2005 Latest Caselaw 519 Bom

Citation : 2005 Latest Caselaw 519 Bom
Judgement Date : 21 April, 2005

Bombay High Court
Sumitradevi Mahipal Kureel vs State Of Maharashtra And Ors. on 21 April, 2005
Equivalent citations: II (2007) ACC 693
Author: B Dharmadhikari
Bench: B Dharmadhikari

JUDGMENT

B.P. Dharmadhikari, J.

1. This revision application under Rule 4(v) of Chapter V of Bombay High Court Appellate Side Rules, 1960 challenges the order of Taxing Officer of High Court Bench at Nagpur dated 22.8.2003 in First Appeal Stamp No. 14634 of 2003 holding that appellant has to pay Court-fee on memo of appeal filed by her under Section 23 of Railway Claims Tribunal Act, 1987. The Taxing Officer has relied upon judgment of this Court in Betel Stores v. State of Maharashtra and has found that the Court-fee is payable either under Article 3 of Bombay Court-Fees Act, 1959 treating the decision of Railway Claims Tribunal to be an award or under Article 1 of Bombay Court-Fees Act, 1959 which prescribes ad valorem Court-fees depending upon the valuation of the suit. He has recorded that in either case there is no difference in the amount of Court-fee required to be paid on such memo of appeal.

> Extracted entries:

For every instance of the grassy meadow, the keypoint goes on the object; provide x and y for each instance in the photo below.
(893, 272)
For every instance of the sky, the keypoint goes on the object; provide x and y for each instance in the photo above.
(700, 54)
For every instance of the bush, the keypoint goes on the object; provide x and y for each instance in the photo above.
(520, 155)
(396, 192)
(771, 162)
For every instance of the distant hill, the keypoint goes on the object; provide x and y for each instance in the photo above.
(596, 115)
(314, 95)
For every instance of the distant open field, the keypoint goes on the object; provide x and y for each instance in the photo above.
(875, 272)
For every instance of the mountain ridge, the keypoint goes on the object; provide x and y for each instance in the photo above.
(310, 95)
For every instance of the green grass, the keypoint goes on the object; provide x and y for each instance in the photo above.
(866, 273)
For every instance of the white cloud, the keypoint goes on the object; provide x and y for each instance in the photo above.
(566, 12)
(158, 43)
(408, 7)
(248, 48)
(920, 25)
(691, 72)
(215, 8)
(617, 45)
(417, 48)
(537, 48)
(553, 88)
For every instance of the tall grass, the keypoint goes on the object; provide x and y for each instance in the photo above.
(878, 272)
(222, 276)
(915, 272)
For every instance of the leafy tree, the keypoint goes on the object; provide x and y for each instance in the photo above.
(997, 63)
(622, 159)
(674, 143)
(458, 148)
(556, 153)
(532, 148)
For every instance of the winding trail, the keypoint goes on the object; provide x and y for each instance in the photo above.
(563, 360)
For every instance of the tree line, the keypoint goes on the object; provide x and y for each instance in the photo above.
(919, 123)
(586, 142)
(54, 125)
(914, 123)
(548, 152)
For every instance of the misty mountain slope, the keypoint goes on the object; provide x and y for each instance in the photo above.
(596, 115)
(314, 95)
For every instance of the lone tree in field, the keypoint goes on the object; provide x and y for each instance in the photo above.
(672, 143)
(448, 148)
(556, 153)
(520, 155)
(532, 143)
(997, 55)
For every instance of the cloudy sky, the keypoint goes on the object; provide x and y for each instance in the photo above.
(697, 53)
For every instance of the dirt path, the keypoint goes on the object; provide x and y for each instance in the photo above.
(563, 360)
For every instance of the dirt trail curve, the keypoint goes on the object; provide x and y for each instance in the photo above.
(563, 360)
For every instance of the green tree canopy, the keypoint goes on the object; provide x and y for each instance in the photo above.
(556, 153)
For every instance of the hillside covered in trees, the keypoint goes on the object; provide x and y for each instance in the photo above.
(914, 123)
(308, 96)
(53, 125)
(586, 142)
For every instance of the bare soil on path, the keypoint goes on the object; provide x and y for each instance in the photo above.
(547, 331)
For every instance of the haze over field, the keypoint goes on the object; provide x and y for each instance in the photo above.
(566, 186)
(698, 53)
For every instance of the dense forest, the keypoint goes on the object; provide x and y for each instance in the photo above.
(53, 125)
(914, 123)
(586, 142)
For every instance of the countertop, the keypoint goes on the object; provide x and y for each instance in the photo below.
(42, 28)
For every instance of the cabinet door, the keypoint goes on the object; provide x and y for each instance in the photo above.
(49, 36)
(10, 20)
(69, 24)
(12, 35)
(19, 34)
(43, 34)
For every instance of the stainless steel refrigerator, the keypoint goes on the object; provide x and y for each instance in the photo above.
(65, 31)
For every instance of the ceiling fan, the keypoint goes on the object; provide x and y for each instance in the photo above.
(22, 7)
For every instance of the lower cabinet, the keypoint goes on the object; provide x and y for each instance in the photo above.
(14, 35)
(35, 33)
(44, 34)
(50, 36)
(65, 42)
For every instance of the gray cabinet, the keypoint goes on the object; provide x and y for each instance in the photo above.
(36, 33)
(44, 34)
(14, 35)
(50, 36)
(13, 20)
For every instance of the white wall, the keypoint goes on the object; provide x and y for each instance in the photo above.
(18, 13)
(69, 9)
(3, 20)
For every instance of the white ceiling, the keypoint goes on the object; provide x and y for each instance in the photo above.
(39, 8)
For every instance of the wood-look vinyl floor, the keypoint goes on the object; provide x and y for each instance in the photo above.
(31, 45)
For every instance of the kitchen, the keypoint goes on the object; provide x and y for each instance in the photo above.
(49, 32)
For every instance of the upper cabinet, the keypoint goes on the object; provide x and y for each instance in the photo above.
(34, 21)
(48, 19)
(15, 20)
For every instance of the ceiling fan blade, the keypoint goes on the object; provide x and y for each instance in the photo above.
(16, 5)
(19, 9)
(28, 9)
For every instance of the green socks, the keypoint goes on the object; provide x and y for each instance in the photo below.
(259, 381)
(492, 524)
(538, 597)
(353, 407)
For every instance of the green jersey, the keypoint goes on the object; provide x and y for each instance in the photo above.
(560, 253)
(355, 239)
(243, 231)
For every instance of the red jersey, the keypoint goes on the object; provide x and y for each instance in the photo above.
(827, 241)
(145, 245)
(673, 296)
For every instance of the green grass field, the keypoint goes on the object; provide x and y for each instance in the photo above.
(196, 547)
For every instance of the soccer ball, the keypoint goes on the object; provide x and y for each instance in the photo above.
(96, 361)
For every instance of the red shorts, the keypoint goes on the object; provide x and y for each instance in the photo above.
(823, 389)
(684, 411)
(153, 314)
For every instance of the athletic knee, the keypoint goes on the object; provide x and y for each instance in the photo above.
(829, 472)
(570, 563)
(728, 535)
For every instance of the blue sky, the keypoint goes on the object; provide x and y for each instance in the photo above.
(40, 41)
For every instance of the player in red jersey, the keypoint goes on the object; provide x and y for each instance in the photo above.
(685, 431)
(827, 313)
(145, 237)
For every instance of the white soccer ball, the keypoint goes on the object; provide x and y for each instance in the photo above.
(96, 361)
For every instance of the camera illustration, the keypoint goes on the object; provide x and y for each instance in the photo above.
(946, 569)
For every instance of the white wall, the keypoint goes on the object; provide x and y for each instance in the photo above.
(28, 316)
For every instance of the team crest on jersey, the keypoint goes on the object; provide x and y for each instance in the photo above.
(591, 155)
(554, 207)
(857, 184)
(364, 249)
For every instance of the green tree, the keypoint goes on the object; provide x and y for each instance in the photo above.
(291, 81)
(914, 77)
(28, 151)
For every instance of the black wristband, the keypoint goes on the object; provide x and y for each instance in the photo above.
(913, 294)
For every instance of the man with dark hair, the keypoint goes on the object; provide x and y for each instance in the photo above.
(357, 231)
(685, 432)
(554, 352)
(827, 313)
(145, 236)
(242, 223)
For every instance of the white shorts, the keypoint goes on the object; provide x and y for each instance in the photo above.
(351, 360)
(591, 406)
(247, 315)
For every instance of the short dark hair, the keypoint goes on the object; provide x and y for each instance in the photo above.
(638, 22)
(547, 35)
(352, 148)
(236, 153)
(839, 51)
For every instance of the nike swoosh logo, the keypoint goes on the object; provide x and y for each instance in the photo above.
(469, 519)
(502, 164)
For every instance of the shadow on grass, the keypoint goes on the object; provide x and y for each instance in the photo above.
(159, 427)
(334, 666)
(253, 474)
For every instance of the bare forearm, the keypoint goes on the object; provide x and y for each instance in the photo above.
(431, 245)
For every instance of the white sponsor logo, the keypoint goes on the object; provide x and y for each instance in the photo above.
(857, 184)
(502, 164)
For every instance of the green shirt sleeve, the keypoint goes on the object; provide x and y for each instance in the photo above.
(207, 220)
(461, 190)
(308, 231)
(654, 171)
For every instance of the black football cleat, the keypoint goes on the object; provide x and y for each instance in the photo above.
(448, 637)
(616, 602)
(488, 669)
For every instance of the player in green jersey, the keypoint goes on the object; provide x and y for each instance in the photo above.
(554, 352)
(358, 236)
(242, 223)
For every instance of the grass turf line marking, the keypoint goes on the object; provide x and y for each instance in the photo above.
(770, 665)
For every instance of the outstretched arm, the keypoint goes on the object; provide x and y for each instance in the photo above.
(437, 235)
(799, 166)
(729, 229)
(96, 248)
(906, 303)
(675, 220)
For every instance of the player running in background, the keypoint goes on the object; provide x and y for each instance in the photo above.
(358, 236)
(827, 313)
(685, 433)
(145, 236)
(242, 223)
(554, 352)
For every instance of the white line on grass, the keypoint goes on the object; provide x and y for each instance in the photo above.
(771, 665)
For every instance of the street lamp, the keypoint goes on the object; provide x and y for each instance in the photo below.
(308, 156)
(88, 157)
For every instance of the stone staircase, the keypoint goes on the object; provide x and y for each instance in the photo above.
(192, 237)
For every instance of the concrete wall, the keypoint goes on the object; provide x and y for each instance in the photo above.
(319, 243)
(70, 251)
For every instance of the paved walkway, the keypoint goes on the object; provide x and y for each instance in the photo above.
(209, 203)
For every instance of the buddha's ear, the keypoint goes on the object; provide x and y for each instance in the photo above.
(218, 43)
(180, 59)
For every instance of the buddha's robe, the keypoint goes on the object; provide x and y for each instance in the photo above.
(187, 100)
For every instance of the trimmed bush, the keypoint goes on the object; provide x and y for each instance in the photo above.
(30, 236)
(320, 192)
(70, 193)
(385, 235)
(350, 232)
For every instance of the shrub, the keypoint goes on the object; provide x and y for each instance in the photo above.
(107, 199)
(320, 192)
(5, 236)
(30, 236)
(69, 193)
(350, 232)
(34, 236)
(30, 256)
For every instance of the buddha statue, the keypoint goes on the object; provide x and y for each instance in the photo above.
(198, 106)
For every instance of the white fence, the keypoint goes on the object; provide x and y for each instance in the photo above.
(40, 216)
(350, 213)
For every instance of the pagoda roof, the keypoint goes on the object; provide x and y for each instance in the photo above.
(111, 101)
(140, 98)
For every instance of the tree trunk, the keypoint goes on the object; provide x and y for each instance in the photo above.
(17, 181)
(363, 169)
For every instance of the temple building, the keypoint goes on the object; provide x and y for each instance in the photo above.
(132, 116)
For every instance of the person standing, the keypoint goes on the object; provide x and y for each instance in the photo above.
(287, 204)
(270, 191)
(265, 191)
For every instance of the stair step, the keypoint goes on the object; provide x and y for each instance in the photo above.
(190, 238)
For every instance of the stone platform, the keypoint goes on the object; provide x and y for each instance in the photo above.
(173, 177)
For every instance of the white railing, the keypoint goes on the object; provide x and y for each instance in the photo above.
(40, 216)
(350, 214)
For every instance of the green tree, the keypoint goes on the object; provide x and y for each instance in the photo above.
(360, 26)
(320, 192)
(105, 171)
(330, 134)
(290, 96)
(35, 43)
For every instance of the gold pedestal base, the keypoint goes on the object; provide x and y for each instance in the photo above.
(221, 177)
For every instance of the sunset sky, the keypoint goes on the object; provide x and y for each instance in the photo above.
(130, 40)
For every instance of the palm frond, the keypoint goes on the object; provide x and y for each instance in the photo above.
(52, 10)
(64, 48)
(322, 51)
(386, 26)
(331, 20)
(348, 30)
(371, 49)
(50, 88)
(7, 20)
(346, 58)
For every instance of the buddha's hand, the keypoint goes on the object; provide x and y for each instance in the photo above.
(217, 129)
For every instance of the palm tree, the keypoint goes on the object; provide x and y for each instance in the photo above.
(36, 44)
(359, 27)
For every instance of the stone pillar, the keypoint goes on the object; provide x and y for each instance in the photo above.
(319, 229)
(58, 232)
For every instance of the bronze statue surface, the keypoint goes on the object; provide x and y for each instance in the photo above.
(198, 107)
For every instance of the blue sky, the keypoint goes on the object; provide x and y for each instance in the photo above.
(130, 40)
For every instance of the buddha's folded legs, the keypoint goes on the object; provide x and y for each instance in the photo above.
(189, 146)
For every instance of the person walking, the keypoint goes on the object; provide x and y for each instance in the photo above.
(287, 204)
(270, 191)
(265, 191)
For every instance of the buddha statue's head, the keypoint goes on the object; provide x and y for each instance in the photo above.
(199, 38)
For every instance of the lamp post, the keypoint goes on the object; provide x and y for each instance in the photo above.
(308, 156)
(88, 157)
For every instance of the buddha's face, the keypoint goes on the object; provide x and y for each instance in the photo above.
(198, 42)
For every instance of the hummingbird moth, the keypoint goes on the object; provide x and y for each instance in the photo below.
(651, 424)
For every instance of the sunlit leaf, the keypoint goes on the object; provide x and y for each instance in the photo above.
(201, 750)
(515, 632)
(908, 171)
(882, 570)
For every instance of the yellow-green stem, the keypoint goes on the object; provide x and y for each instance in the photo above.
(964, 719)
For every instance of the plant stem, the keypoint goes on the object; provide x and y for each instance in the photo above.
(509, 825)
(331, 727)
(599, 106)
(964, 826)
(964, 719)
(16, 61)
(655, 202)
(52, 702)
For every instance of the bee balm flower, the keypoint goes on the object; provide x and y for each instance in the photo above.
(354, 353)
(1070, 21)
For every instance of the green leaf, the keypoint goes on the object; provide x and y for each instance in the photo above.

> Set task 1:
Copy the court judgment above word for word, everything from "Citation : 2005" down to "B.P. Dharmadhikari, J.".
> Set task 2:
Count the lines in the listing above that contain the string "soccer", and reply with the number alone.

> Final result 1:
Citation : 2005 Latest Caselaw 519 Bom
Judgement Date : 21 April, 2005

Bombay High Court
Sumitradevi Mahipal Kureel vs State Of Maharashtra And Ors. on 21 April, 2005
Equivalent citations: II (2007) ACC 693
Author: B Dharmadhikari
Bench: B Dharmadhikari

JUDGMENT

B.P. Dharmadhikari, J.

> Final result 2:
2